CHALLENGE A: Print the Cacti poller post from "09/17/2007 09:17:04 PM" to "network as needed.", word for word.
CHALLENGE B: Carry on the forum post about Cacti poller and recache times from the point where it stops.

PASSAGE SHOWN:
╔══

Plugins: Thold, Uptime, Discovery (disabled)

09/17/2007 09:17:04 PM - SYSTEM STATS: Time:123.5622 Method:cactid Processes:2 Threads:8 Hosts:113 HostsPerProcess:57 DataSources:3511 RRDsProcessed:1856

Only a few scripts here and there, mostly SNMP Queries. Also have 40-odd hosts that recache on pretty much every run due to the indexes for what I'm trying to get being a little funkay, stats are as follows:

09/17/2007 09:18:01 PM - RECACHE STATS: RecacheTime:52.2566 HostsRecached:41

Any suggestions as how to optimize? This server is used pretty much exclusively for cacti monitoring and techs being able to remote in to do troubleshooting on the network as needed.

Edit:

Hrm, after I post, the next two poller runs look like

09/17/2007 09:21:08 PM - SYSTEM STATS: Time:67.6637 Method:cactid Processes:2 Threads:8 Hosts:113 HostsPerProcess:57 DataSources:3511 RRDsProcessed:1856

09/17/2007 09:25:52 PM - SYSTEM STATS: Time:52.2409 Method:cactid Processes:2 Threads:8 Hosts:113 HostsPerProcess:57 DataSources:3510 RRDsProcessed:1855

Ain't technology grand? The recache is running 50-60s still, is there anything that can help that, or would that be considered good for 40-45 hosts per run?

╚══

ENTRIES SHOWN:
╔══

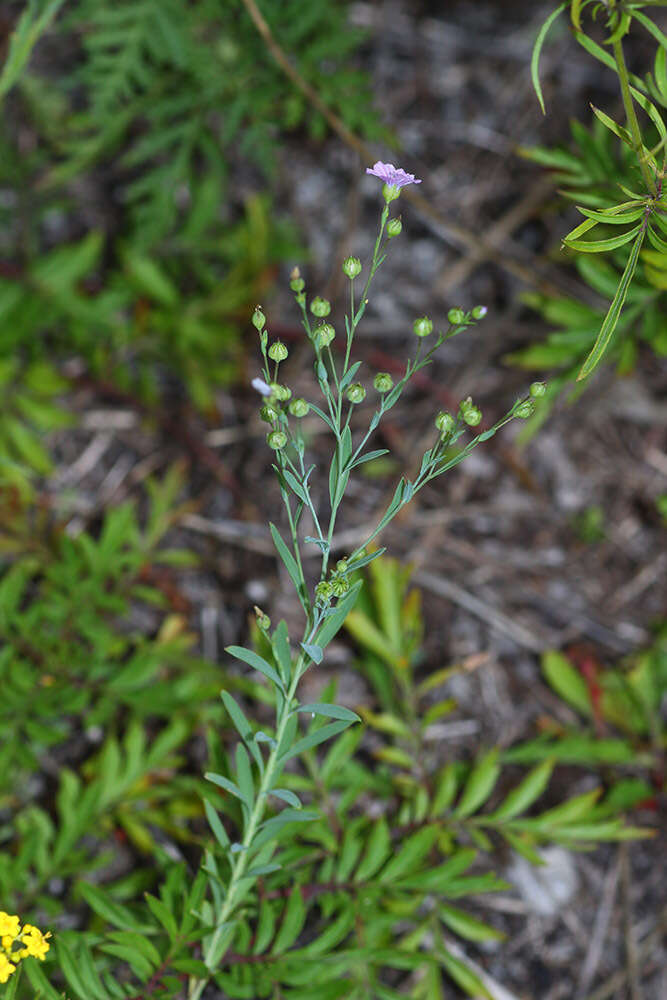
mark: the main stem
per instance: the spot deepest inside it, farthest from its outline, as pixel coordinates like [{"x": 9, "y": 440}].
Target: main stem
[
  {"x": 197, "y": 986},
  {"x": 631, "y": 115}
]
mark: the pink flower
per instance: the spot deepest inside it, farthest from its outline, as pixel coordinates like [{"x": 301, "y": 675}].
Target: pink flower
[{"x": 391, "y": 175}]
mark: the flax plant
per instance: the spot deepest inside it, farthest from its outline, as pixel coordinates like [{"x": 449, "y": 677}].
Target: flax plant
[{"x": 260, "y": 758}]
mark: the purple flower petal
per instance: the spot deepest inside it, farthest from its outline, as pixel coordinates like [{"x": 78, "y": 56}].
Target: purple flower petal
[
  {"x": 389, "y": 174},
  {"x": 261, "y": 386}
]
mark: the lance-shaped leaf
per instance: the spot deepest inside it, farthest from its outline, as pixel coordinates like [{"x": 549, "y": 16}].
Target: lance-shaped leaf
[
  {"x": 255, "y": 660},
  {"x": 612, "y": 317}
]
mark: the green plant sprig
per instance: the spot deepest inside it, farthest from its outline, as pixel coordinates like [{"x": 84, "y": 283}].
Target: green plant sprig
[{"x": 328, "y": 603}]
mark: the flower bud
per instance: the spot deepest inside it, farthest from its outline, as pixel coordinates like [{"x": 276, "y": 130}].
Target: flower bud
[
  {"x": 525, "y": 409},
  {"x": 280, "y": 392},
  {"x": 445, "y": 423},
  {"x": 297, "y": 283},
  {"x": 276, "y": 440},
  {"x": 324, "y": 334},
  {"x": 278, "y": 351},
  {"x": 470, "y": 413},
  {"x": 383, "y": 382},
  {"x": 323, "y": 592},
  {"x": 268, "y": 414},
  {"x": 356, "y": 393},
  {"x": 352, "y": 267},
  {"x": 320, "y": 307},
  {"x": 299, "y": 407},
  {"x": 263, "y": 619},
  {"x": 422, "y": 327},
  {"x": 340, "y": 586}
]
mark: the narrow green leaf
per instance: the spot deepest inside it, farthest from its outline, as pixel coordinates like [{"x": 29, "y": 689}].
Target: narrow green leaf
[
  {"x": 378, "y": 850},
  {"x": 566, "y": 681},
  {"x": 313, "y": 651},
  {"x": 601, "y": 246},
  {"x": 214, "y": 822},
  {"x": 222, "y": 782},
  {"x": 331, "y": 711},
  {"x": 463, "y": 976},
  {"x": 537, "y": 51},
  {"x": 412, "y": 852},
  {"x": 314, "y": 739},
  {"x": 333, "y": 623},
  {"x": 257, "y": 662},
  {"x": 612, "y": 317},
  {"x": 523, "y": 796},
  {"x": 466, "y": 926},
  {"x": 479, "y": 785}
]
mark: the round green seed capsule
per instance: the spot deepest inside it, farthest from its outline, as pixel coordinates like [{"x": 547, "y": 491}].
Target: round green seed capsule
[
  {"x": 278, "y": 351},
  {"x": 320, "y": 307},
  {"x": 356, "y": 393},
  {"x": 394, "y": 228},
  {"x": 324, "y": 334},
  {"x": 383, "y": 382},
  {"x": 299, "y": 407},
  {"x": 422, "y": 327},
  {"x": 445, "y": 423},
  {"x": 352, "y": 267},
  {"x": 276, "y": 440},
  {"x": 524, "y": 409}
]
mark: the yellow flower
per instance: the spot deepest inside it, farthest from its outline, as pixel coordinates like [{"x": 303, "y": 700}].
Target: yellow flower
[
  {"x": 9, "y": 927},
  {"x": 34, "y": 943},
  {"x": 6, "y": 968}
]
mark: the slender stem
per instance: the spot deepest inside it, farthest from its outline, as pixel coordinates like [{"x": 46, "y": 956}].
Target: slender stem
[
  {"x": 197, "y": 986},
  {"x": 631, "y": 115}
]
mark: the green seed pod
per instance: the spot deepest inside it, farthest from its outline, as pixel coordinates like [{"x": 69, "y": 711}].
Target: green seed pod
[
  {"x": 297, "y": 284},
  {"x": 323, "y": 592},
  {"x": 280, "y": 392},
  {"x": 470, "y": 413},
  {"x": 394, "y": 228},
  {"x": 445, "y": 423},
  {"x": 263, "y": 619},
  {"x": 524, "y": 409},
  {"x": 299, "y": 407},
  {"x": 356, "y": 393},
  {"x": 276, "y": 440},
  {"x": 268, "y": 414},
  {"x": 352, "y": 267},
  {"x": 320, "y": 307},
  {"x": 383, "y": 382},
  {"x": 422, "y": 327},
  {"x": 340, "y": 586},
  {"x": 324, "y": 334},
  {"x": 278, "y": 351}
]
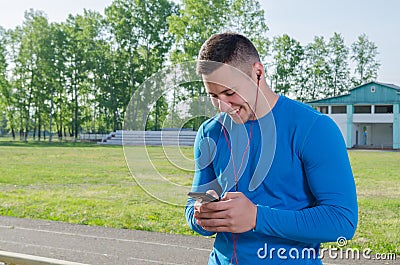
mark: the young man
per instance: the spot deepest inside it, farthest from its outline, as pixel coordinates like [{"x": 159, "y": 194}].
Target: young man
[{"x": 280, "y": 168}]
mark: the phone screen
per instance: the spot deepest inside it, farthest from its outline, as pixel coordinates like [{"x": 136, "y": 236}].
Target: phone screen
[{"x": 202, "y": 197}]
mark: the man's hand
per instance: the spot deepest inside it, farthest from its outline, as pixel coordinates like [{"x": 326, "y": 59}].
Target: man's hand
[{"x": 233, "y": 213}]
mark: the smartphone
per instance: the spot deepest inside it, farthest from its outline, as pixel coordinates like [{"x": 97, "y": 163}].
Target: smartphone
[{"x": 202, "y": 197}]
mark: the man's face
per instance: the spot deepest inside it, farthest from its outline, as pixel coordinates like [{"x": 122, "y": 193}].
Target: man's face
[{"x": 232, "y": 92}]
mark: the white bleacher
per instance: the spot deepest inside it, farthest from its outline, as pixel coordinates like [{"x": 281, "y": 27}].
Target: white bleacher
[{"x": 150, "y": 138}]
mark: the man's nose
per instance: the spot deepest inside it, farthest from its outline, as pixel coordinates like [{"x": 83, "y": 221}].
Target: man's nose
[{"x": 224, "y": 106}]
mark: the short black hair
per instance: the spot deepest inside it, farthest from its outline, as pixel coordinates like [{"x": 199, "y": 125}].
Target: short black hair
[{"x": 227, "y": 48}]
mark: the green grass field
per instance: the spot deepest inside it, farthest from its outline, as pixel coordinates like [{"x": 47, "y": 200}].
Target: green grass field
[{"x": 91, "y": 184}]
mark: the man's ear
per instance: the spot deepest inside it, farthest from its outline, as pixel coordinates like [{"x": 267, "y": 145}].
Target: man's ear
[{"x": 258, "y": 69}]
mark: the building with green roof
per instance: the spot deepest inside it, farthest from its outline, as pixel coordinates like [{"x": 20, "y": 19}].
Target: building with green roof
[{"x": 368, "y": 115}]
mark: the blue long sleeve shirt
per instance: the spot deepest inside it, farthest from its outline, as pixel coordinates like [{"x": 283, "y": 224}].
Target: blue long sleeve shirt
[{"x": 296, "y": 171}]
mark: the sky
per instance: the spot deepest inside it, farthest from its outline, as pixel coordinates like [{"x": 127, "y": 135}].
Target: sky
[{"x": 300, "y": 19}]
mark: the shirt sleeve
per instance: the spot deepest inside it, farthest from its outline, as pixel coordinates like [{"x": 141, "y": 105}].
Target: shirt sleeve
[
  {"x": 329, "y": 175},
  {"x": 204, "y": 176}
]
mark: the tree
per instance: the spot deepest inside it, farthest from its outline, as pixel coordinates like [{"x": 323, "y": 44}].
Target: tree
[
  {"x": 288, "y": 53},
  {"x": 247, "y": 17},
  {"x": 4, "y": 84},
  {"x": 364, "y": 54},
  {"x": 338, "y": 62},
  {"x": 141, "y": 36},
  {"x": 315, "y": 75}
]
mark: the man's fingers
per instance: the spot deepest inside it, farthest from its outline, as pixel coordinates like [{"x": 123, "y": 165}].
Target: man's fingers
[{"x": 231, "y": 195}]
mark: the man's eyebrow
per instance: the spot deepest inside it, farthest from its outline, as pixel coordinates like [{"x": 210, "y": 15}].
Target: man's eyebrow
[{"x": 222, "y": 92}]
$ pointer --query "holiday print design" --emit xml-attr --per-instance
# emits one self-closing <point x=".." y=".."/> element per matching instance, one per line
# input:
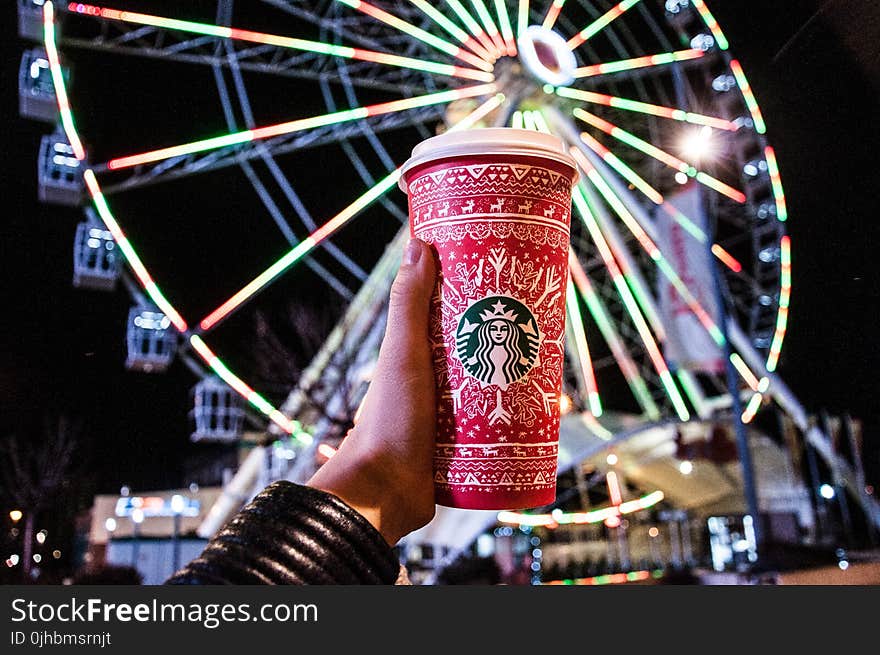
<point x="501" y="232"/>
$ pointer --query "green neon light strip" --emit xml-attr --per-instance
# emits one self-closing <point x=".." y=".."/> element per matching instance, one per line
<point x="631" y="305"/>
<point x="454" y="30"/>
<point x="690" y="389"/>
<point x="627" y="366"/>
<point x="746" y="90"/>
<point x="152" y="289"/>
<point x="491" y="29"/>
<point x="645" y="108"/>
<point x="474" y="27"/>
<point x="299" y="125"/>
<point x="505" y="27"/>
<point x="103" y="210"/>
<point x="131" y="256"/>
<point x="417" y="33"/>
<point x="652" y="151"/>
<point x="784" y="301"/>
<point x="293" y="428"/>
<point x="557" y="517"/>
<point x="625" y="171"/>
<point x="664" y="266"/>
<point x="309" y="243"/>
<point x="712" y="24"/>
<point x="776" y="182"/>
<point x="638" y="62"/>
<point x="651" y="193"/>
<point x="58" y="83"/>
<point x="597" y="310"/>
<point x="582" y="348"/>
<point x="223" y="32"/>
<point x="752" y="408"/>
<point x="553" y="12"/>
<point x="601" y="23"/>
<point x="522" y="17"/>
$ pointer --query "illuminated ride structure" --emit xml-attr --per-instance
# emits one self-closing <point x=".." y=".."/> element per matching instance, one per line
<point x="680" y="267"/>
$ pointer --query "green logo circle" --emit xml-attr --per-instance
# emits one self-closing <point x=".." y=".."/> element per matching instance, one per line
<point x="497" y="340"/>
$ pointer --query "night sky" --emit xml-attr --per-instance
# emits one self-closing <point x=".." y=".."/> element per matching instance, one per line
<point x="63" y="349"/>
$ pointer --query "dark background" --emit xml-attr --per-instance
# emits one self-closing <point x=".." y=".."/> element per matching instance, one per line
<point x="814" y="69"/>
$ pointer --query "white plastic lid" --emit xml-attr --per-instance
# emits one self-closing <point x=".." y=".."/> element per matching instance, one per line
<point x="488" y="141"/>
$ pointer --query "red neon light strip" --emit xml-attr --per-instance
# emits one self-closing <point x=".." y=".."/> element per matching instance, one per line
<point x="600" y="23"/>
<point x="646" y="108"/>
<point x="146" y="280"/>
<point x="426" y="37"/>
<point x="661" y="155"/>
<point x="58" y="82"/>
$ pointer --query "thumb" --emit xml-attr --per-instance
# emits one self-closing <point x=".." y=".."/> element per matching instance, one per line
<point x="405" y="345"/>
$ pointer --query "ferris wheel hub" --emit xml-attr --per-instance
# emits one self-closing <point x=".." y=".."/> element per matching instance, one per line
<point x="546" y="55"/>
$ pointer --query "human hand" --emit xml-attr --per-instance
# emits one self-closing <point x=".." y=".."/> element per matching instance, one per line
<point x="383" y="466"/>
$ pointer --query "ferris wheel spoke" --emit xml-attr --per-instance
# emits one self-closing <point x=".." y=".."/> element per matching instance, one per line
<point x="646" y="61"/>
<point x="224" y="32"/>
<point x="491" y="29"/>
<point x="474" y="27"/>
<point x="630" y="304"/>
<point x="309" y="243"/>
<point x="131" y="255"/>
<point x="418" y="33"/>
<point x="453" y="30"/>
<point x="652" y="151"/>
<point x="553" y="12"/>
<point x="784" y="299"/>
<point x="712" y="24"/>
<point x="601" y="23"/>
<point x="522" y="17"/>
<point x="652" y="194"/>
<point x="62" y="100"/>
<point x="663" y="264"/>
<point x="505" y="27"/>
<point x="630" y="269"/>
<point x="646" y="108"/>
<point x="288" y="127"/>
<point x="601" y="316"/>
<point x="291" y="427"/>
<point x="581" y="349"/>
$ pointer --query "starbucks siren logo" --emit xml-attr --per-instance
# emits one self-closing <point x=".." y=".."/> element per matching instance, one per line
<point x="497" y="340"/>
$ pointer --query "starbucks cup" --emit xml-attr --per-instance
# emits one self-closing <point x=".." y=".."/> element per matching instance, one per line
<point x="495" y="204"/>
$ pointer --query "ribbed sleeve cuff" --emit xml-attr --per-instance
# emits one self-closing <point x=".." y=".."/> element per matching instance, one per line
<point x="294" y="534"/>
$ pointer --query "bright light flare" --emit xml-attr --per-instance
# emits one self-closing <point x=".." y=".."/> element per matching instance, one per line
<point x="601" y="23"/>
<point x="698" y="145"/>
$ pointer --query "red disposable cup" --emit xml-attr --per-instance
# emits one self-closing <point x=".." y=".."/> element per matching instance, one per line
<point x="495" y="203"/>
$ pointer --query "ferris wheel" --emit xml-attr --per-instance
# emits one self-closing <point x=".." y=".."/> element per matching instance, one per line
<point x="671" y="144"/>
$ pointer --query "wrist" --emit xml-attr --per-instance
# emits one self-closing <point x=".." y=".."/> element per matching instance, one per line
<point x="363" y="480"/>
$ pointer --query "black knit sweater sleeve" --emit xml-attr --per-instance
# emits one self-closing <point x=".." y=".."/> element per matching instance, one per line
<point x="293" y="534"/>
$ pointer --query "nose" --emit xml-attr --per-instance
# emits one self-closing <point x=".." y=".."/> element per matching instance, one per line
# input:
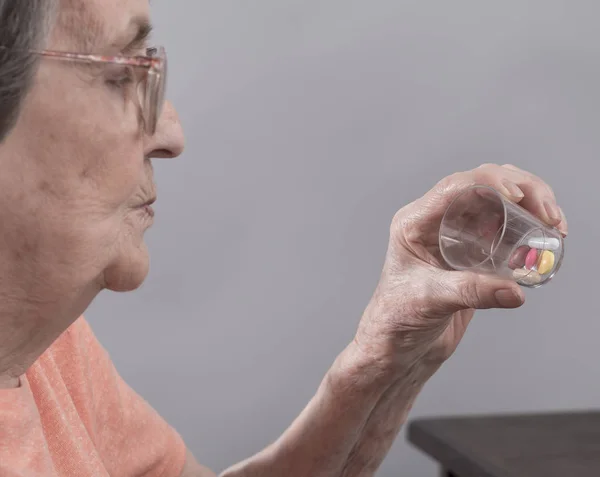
<point x="168" y="141"/>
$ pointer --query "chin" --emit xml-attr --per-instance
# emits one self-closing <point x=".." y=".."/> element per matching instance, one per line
<point x="128" y="272"/>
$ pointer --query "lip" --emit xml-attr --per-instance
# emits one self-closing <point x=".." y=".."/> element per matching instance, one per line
<point x="148" y="203"/>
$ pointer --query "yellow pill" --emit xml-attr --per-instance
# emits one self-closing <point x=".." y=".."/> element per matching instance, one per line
<point x="546" y="262"/>
<point x="527" y="277"/>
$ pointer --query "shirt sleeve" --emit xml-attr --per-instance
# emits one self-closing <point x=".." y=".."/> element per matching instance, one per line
<point x="23" y="451"/>
<point x="131" y="437"/>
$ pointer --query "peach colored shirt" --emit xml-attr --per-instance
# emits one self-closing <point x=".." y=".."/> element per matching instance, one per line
<point x="74" y="416"/>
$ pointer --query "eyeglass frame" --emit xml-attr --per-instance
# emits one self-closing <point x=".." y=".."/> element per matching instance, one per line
<point x="155" y="79"/>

╚══

EXERCISE OUTPUT A:
09/17/2007 09:17:04 PM - SYSTEM STATS: Time:123.5622 Method:cactid Processes:2 Threads:8 Hosts:113 HostsPerProcess:57 DataSources:3511 RRDsProcessed:1856

Only a few scripts here and there, mostly SNMP Queries. Also have 40-odd hosts that recache on pretty much every run due to the indexes for what I'm trying to get being a little funkay, stats are as follows:

09/17/2007 09:18:01 PM - RECACHE STATS: RecacheTime:52.2566 HostsRecached:41

Any suggestions as how to optimize? This server is used pretty much exclusively for cacti monitoring and techs being able to remote in to do troubleshooting on the network as needed.

EXERCISE OUTPUT B:
User avatar
TheWitness
Developer
Posts: 17007
Joined: Tue May 14, 2002 5:08 pm
Location: MI, USA
Contact:

Post by TheWitness »

What is your reindex method? Verify all fields does this.

TheWitness
True understanding begins only when we realize how little we truly understand...

Life is an adventure, let yours begin with Cacti!

Author of dozens of Cacti plugins and customization's. Advocate of LAMP, MariaDB, IBM Spectrum LSF and the world of batch. Creator of IBM Spectrum RTM, author of quite a bit of unpublished work and most of Cacti's bugs.
_________________
Official Cacti Documentation
GitHub Repository with Supported Plugins
Percona Device Packages (no support)
Interesting Device Packages


For those wondering, I'm still here, but lost in the shadows. Yearning for less bugs. Who want's a Cacti 1.3/2.0? Streams anyone?
DLNoah
Cacti User
Posts: 119
Joined: Wed Jun 20, 2007 11:27 pm

Post by DLNoah »

Yes, one data query I'm running requires Verify All Fields in order to work properly (the device doesn't always restart SNMP reliably upon a reindex). Just curious if there was anything that could cut down on execution time of the recaching.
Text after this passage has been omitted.